**Description of the task**
Below are some records; find each line that carries the word "wooden" and copy it.

**Supplied material**
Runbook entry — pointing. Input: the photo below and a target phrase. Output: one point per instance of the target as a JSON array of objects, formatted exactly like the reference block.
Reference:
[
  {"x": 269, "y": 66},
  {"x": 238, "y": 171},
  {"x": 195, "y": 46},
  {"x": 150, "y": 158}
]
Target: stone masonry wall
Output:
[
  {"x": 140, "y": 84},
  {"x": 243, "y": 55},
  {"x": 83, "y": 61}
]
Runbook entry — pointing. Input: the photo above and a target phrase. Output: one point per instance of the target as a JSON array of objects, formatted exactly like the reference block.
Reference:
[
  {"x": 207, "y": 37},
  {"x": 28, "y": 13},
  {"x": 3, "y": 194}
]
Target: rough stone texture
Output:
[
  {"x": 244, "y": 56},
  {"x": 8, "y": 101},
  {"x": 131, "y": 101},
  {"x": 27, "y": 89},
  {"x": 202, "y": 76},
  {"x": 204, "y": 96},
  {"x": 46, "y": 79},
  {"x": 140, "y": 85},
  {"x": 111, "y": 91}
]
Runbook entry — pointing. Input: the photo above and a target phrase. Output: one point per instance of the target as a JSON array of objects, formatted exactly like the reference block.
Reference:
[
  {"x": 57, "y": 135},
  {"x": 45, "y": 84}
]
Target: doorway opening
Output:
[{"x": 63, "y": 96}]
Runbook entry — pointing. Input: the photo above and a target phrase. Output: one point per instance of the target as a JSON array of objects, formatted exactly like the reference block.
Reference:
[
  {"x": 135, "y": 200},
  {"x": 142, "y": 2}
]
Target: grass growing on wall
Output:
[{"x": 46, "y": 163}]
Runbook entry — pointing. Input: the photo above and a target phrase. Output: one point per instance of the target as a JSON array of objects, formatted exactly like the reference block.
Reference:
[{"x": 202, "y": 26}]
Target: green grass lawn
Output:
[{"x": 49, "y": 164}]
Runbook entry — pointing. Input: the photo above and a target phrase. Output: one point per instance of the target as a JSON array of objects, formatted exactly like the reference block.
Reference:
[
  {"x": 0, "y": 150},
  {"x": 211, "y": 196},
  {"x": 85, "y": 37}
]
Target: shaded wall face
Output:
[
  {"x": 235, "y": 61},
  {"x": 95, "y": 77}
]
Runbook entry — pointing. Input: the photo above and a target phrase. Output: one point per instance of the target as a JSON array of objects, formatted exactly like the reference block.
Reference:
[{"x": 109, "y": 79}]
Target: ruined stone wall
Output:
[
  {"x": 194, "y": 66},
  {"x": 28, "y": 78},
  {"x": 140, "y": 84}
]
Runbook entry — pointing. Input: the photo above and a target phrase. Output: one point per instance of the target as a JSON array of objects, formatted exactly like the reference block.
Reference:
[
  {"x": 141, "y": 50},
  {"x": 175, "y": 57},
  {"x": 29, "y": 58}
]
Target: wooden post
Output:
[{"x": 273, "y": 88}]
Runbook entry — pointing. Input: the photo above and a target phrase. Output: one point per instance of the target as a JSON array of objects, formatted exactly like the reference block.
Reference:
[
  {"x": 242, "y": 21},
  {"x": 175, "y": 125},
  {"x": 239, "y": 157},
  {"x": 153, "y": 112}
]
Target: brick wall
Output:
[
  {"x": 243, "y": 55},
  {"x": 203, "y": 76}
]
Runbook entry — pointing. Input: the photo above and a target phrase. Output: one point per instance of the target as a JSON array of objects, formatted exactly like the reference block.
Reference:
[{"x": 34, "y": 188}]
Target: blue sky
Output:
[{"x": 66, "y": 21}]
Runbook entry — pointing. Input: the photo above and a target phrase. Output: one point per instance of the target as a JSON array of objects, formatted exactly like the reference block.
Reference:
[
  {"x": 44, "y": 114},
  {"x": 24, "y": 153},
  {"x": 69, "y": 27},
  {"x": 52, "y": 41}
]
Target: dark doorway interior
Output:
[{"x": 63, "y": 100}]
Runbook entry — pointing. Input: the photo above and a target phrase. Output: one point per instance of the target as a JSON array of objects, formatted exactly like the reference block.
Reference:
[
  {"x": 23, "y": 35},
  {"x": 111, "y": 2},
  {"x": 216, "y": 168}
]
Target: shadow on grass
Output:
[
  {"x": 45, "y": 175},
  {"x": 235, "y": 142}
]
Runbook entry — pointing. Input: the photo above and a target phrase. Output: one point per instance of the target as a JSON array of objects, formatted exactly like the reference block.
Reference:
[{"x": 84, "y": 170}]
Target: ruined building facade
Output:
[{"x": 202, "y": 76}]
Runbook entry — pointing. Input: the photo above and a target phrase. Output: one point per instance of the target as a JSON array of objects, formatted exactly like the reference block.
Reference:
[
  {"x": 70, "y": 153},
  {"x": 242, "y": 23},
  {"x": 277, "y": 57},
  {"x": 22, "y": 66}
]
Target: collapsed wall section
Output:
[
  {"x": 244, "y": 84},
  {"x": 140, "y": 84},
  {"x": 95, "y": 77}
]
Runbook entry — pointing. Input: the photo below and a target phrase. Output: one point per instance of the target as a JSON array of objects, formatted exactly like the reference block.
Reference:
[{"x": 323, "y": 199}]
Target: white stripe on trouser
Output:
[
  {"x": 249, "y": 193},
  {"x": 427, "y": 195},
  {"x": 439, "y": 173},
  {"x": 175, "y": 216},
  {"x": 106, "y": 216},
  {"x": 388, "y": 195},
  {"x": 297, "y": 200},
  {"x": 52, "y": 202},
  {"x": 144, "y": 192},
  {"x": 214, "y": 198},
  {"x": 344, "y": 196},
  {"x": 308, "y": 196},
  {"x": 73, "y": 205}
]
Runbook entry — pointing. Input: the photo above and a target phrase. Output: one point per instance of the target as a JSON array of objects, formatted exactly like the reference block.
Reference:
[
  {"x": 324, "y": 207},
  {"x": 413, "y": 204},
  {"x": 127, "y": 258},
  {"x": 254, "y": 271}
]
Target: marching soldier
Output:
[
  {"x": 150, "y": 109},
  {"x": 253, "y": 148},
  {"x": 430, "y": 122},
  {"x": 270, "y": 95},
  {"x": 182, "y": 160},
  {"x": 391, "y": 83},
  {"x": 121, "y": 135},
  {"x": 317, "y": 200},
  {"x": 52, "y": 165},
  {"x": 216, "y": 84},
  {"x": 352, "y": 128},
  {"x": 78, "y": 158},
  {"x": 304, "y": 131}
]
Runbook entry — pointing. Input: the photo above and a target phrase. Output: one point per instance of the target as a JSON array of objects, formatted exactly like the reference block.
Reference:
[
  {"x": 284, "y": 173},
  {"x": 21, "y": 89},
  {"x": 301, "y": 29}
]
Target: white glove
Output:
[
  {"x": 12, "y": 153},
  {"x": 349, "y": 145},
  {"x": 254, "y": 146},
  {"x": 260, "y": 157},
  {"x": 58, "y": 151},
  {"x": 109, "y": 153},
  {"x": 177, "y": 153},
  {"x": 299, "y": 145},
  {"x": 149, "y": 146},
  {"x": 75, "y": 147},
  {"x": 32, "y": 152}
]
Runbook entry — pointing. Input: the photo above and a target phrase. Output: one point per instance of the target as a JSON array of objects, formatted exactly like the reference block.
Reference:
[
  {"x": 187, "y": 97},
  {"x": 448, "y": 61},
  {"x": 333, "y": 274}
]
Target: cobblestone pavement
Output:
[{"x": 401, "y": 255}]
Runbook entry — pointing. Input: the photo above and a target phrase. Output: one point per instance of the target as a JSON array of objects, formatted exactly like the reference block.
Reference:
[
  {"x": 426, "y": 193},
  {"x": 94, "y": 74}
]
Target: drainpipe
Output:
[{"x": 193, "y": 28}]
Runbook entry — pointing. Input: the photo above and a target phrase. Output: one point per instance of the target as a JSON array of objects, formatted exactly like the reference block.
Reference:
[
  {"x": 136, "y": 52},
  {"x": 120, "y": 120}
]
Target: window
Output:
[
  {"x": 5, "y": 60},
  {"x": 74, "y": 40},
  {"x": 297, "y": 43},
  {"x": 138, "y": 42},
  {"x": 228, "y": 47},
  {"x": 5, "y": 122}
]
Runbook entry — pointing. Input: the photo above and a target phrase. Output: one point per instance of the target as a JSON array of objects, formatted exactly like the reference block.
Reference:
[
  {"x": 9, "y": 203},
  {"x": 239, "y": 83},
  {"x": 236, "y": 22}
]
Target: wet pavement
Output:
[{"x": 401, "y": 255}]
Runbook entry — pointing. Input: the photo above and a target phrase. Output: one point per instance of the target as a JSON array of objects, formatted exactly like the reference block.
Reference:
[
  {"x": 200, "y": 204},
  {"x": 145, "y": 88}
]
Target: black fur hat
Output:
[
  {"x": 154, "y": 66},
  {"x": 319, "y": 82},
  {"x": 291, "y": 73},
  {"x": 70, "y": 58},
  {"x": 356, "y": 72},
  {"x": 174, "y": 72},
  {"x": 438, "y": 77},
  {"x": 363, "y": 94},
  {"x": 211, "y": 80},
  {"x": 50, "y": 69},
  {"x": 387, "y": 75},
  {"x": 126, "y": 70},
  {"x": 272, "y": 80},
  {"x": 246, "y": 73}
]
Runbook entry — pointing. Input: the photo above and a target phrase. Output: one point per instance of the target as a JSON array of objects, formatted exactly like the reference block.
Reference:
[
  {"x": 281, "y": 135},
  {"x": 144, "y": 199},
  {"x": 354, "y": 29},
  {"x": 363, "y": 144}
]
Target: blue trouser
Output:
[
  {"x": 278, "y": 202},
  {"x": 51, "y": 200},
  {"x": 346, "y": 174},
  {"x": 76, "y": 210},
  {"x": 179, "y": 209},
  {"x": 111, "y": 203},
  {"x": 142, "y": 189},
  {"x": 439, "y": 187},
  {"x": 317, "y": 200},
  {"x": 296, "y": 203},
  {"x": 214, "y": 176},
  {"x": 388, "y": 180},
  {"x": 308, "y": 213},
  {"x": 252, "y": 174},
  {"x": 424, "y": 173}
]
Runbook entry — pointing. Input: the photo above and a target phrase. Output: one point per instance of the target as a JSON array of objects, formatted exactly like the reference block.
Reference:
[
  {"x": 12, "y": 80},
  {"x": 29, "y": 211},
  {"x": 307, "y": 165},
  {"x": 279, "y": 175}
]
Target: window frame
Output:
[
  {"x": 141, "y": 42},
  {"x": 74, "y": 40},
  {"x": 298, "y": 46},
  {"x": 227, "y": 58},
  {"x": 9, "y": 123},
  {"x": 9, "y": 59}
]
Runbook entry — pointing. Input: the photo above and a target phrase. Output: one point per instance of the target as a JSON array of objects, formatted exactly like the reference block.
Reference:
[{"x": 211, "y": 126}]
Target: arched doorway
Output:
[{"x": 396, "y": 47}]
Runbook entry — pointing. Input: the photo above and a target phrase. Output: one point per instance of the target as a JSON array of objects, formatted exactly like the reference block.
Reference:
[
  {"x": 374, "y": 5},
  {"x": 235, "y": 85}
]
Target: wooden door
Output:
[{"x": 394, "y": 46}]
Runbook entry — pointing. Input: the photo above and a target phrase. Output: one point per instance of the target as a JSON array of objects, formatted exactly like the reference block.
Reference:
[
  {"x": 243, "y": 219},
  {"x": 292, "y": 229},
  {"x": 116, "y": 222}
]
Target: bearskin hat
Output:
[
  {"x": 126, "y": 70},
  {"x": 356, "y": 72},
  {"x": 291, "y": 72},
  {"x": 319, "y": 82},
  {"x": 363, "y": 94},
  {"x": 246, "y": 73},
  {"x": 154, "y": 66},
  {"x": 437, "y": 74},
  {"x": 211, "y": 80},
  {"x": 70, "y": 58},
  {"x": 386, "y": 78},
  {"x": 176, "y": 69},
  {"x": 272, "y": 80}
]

**Response area**
Target: wooden post
Target: wooden door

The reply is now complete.